##### Dataset records
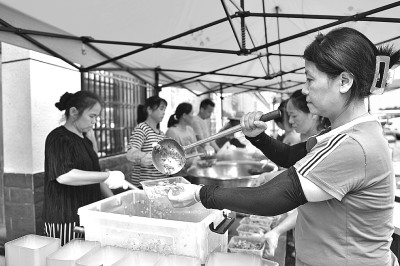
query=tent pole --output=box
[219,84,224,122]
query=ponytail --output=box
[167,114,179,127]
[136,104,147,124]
##########
##### Dataset records
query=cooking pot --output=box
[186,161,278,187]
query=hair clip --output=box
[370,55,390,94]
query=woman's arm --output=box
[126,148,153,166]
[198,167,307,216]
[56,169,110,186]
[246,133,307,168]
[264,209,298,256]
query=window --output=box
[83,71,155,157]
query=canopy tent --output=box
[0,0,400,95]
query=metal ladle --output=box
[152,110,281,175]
##########
Do this.
Which lines of the material above contain the word "query"? Copy each one.

Full answer.
query=tent pole --output=box
query=ponytail --output=box
query=cooking pot --output=box
query=hair clip --output=box
query=woman's arm --output=box
query=window --output=box
query=canopy tent --output=box
query=metal ladle --output=box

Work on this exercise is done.